» A run of entries
——————————

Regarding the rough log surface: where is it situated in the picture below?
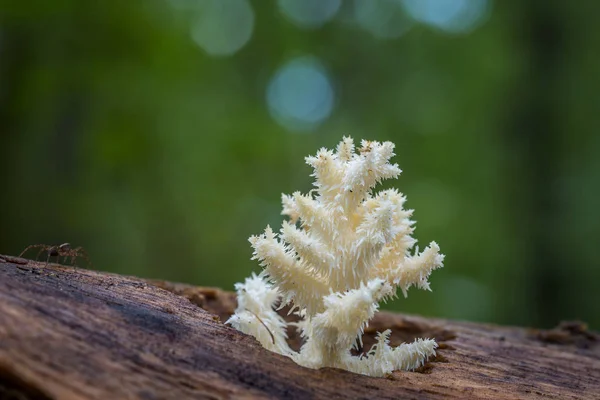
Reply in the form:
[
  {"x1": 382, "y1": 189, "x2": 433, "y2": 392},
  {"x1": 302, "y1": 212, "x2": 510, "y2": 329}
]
[{"x1": 0, "y1": 256, "x2": 600, "y2": 399}]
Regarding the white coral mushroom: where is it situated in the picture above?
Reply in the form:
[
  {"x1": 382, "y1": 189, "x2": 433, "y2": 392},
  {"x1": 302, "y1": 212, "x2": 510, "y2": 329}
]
[{"x1": 227, "y1": 137, "x2": 444, "y2": 376}]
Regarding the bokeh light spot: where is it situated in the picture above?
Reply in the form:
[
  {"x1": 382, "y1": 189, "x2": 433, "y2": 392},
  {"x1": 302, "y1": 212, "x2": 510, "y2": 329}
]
[
  {"x1": 402, "y1": 0, "x2": 490, "y2": 33},
  {"x1": 354, "y1": 0, "x2": 412, "y2": 39},
  {"x1": 267, "y1": 57, "x2": 334, "y2": 131},
  {"x1": 278, "y1": 0, "x2": 342, "y2": 28},
  {"x1": 191, "y1": 0, "x2": 254, "y2": 56}
]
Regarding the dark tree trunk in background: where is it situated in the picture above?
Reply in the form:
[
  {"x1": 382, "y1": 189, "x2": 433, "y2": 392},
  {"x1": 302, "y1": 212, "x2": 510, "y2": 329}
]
[
  {"x1": 507, "y1": 0, "x2": 568, "y2": 326},
  {"x1": 0, "y1": 256, "x2": 600, "y2": 399}
]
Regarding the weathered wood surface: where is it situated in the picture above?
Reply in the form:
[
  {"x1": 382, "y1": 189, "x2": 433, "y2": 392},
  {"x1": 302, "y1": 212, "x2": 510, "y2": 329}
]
[{"x1": 0, "y1": 256, "x2": 600, "y2": 399}]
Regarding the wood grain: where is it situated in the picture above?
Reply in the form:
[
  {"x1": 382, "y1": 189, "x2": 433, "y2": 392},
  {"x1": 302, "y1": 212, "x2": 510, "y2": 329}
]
[{"x1": 0, "y1": 256, "x2": 600, "y2": 399}]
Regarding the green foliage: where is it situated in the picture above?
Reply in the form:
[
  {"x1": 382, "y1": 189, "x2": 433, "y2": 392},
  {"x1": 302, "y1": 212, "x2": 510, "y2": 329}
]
[{"x1": 0, "y1": 0, "x2": 600, "y2": 329}]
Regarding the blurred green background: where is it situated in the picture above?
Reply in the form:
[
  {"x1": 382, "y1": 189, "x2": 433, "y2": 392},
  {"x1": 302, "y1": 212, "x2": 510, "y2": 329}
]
[{"x1": 0, "y1": 0, "x2": 600, "y2": 329}]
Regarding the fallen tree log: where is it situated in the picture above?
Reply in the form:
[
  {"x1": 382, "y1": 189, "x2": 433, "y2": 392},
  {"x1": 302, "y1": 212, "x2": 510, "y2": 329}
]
[{"x1": 0, "y1": 256, "x2": 600, "y2": 399}]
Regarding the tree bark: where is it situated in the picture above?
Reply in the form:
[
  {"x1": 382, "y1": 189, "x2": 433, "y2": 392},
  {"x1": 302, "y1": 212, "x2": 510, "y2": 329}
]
[{"x1": 0, "y1": 256, "x2": 600, "y2": 399}]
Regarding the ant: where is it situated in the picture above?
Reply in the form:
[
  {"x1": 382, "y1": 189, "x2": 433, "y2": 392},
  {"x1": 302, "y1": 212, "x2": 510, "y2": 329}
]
[{"x1": 19, "y1": 243, "x2": 92, "y2": 266}]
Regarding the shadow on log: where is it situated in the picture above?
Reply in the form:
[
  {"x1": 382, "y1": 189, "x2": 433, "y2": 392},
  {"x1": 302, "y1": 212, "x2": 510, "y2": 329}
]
[{"x1": 0, "y1": 256, "x2": 600, "y2": 399}]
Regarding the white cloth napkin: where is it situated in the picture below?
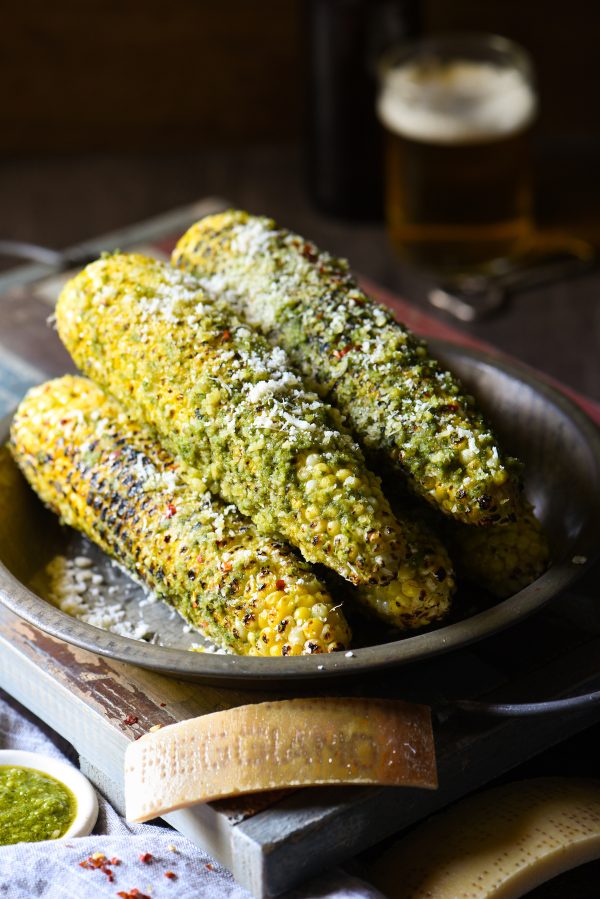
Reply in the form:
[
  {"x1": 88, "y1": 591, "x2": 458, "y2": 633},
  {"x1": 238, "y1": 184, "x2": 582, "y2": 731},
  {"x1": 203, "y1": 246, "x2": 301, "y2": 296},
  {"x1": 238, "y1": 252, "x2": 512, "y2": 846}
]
[{"x1": 0, "y1": 691, "x2": 385, "y2": 899}]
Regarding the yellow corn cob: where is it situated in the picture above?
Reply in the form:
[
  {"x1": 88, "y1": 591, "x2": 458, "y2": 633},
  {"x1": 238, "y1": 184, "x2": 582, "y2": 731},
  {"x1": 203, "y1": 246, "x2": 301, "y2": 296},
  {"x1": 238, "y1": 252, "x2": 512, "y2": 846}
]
[
  {"x1": 173, "y1": 210, "x2": 518, "y2": 524},
  {"x1": 56, "y1": 255, "x2": 405, "y2": 584},
  {"x1": 350, "y1": 518, "x2": 452, "y2": 631},
  {"x1": 445, "y1": 497, "x2": 550, "y2": 599},
  {"x1": 11, "y1": 376, "x2": 350, "y2": 656}
]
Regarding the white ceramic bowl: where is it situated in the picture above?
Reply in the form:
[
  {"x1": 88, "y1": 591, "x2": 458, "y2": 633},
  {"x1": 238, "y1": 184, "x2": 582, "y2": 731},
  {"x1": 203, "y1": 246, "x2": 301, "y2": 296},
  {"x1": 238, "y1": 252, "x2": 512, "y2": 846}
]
[{"x1": 0, "y1": 749, "x2": 98, "y2": 840}]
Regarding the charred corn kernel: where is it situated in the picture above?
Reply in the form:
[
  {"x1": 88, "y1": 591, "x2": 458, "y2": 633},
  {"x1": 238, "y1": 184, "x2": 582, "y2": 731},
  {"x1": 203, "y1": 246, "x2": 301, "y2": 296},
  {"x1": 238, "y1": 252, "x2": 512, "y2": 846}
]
[
  {"x1": 352, "y1": 515, "x2": 454, "y2": 631},
  {"x1": 173, "y1": 211, "x2": 517, "y2": 524},
  {"x1": 11, "y1": 376, "x2": 350, "y2": 655},
  {"x1": 445, "y1": 497, "x2": 550, "y2": 599},
  {"x1": 56, "y1": 255, "x2": 404, "y2": 583}
]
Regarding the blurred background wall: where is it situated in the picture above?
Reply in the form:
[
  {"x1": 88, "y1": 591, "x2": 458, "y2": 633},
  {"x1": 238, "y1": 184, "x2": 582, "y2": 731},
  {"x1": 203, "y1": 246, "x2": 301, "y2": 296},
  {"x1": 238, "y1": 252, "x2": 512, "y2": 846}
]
[{"x1": 0, "y1": 0, "x2": 600, "y2": 155}]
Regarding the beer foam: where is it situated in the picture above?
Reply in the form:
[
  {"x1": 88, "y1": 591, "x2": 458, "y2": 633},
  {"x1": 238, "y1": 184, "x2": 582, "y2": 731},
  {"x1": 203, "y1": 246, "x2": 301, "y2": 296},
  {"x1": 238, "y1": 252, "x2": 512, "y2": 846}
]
[{"x1": 377, "y1": 60, "x2": 536, "y2": 144}]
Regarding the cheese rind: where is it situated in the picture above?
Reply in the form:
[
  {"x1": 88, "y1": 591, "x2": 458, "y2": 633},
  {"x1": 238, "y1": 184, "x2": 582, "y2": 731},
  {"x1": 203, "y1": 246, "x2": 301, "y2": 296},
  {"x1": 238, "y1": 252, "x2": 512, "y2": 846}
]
[
  {"x1": 370, "y1": 778, "x2": 600, "y2": 899},
  {"x1": 125, "y1": 698, "x2": 437, "y2": 821}
]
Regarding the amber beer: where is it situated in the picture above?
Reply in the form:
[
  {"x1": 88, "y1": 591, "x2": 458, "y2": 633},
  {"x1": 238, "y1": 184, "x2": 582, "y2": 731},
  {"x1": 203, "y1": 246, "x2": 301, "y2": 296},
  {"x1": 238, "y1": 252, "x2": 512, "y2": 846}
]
[{"x1": 378, "y1": 38, "x2": 536, "y2": 271}]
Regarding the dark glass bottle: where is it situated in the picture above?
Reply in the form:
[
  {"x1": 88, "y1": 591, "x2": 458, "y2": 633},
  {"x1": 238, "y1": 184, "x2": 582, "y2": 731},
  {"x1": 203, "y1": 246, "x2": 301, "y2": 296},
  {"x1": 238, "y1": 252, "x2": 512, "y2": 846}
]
[{"x1": 307, "y1": 0, "x2": 421, "y2": 219}]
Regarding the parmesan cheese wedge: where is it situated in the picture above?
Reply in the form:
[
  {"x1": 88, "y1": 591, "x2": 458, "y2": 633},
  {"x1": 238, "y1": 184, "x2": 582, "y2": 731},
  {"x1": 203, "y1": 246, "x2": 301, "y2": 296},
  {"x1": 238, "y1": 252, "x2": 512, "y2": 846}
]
[
  {"x1": 125, "y1": 698, "x2": 437, "y2": 821},
  {"x1": 370, "y1": 778, "x2": 600, "y2": 899}
]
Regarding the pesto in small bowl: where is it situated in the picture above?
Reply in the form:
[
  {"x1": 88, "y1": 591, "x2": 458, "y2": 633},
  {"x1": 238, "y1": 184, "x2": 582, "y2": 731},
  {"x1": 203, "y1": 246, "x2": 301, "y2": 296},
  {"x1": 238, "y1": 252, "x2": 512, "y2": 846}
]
[
  {"x1": 0, "y1": 749, "x2": 98, "y2": 846},
  {"x1": 0, "y1": 765, "x2": 77, "y2": 846}
]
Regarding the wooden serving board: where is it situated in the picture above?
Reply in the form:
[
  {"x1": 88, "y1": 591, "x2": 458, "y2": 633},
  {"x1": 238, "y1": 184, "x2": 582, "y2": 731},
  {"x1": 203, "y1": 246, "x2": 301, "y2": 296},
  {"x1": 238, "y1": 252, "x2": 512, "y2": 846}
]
[
  {"x1": 0, "y1": 201, "x2": 600, "y2": 897},
  {"x1": 0, "y1": 571, "x2": 600, "y2": 897}
]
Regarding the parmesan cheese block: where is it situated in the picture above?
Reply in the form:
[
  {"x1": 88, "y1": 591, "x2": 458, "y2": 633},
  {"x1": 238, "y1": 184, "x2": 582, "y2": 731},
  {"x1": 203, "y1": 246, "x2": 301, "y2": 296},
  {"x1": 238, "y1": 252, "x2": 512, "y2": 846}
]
[
  {"x1": 371, "y1": 778, "x2": 600, "y2": 899},
  {"x1": 125, "y1": 698, "x2": 437, "y2": 821}
]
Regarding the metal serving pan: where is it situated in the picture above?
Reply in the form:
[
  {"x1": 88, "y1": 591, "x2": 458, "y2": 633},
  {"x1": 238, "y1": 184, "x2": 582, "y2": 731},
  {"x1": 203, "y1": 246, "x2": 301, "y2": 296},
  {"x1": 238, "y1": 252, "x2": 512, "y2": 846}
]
[{"x1": 0, "y1": 341, "x2": 600, "y2": 688}]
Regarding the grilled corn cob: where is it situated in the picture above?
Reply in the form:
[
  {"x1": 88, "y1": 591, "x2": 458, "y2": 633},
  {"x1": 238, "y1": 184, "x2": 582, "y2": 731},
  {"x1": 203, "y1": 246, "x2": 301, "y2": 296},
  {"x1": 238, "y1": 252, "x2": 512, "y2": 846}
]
[
  {"x1": 445, "y1": 497, "x2": 550, "y2": 599},
  {"x1": 56, "y1": 255, "x2": 405, "y2": 583},
  {"x1": 350, "y1": 516, "x2": 454, "y2": 631},
  {"x1": 11, "y1": 376, "x2": 350, "y2": 656},
  {"x1": 173, "y1": 211, "x2": 518, "y2": 524}
]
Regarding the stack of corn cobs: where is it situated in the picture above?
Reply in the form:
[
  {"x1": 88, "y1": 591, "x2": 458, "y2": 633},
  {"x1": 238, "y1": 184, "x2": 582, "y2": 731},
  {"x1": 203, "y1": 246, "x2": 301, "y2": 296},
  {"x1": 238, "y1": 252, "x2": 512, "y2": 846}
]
[{"x1": 11, "y1": 211, "x2": 548, "y2": 656}]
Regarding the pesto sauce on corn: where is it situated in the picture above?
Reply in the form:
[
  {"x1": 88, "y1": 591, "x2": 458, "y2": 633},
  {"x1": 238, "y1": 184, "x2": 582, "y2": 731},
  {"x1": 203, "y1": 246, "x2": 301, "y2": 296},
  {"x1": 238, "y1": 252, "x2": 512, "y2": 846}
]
[
  {"x1": 10, "y1": 376, "x2": 350, "y2": 656},
  {"x1": 173, "y1": 211, "x2": 516, "y2": 523},
  {"x1": 57, "y1": 255, "x2": 404, "y2": 583}
]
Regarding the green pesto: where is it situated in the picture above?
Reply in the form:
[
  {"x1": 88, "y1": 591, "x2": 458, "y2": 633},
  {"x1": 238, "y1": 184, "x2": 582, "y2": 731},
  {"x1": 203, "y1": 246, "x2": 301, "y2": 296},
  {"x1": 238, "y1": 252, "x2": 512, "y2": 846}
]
[
  {"x1": 10, "y1": 376, "x2": 349, "y2": 654},
  {"x1": 0, "y1": 765, "x2": 77, "y2": 846},
  {"x1": 57, "y1": 256, "x2": 404, "y2": 583},
  {"x1": 173, "y1": 211, "x2": 517, "y2": 523}
]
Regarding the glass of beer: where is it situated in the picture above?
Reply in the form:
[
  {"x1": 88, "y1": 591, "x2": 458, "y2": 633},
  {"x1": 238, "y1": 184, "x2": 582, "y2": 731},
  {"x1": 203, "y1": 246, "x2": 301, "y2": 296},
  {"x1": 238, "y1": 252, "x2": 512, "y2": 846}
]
[{"x1": 377, "y1": 34, "x2": 537, "y2": 273}]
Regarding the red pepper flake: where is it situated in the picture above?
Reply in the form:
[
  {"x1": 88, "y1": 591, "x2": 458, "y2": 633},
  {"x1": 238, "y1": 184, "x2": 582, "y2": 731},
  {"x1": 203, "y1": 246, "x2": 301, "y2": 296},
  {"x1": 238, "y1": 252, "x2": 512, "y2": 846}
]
[
  {"x1": 117, "y1": 887, "x2": 152, "y2": 899},
  {"x1": 333, "y1": 343, "x2": 356, "y2": 359},
  {"x1": 301, "y1": 243, "x2": 319, "y2": 262},
  {"x1": 79, "y1": 852, "x2": 121, "y2": 883}
]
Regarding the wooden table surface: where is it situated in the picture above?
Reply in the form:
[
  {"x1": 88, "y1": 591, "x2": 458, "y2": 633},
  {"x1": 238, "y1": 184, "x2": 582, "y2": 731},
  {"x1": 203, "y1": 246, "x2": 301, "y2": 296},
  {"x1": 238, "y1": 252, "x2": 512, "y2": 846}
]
[{"x1": 0, "y1": 146, "x2": 600, "y2": 899}]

——————————

» THE REQUEST
Show every line of the entries above that contains the word "wooden", paying attention to case.

» RESPONSE TO THIS EXERCISE
Regarding the wooden serving board: where is it situated in the picture above?
Regarding the wooden table surface: where is it situated in the picture above?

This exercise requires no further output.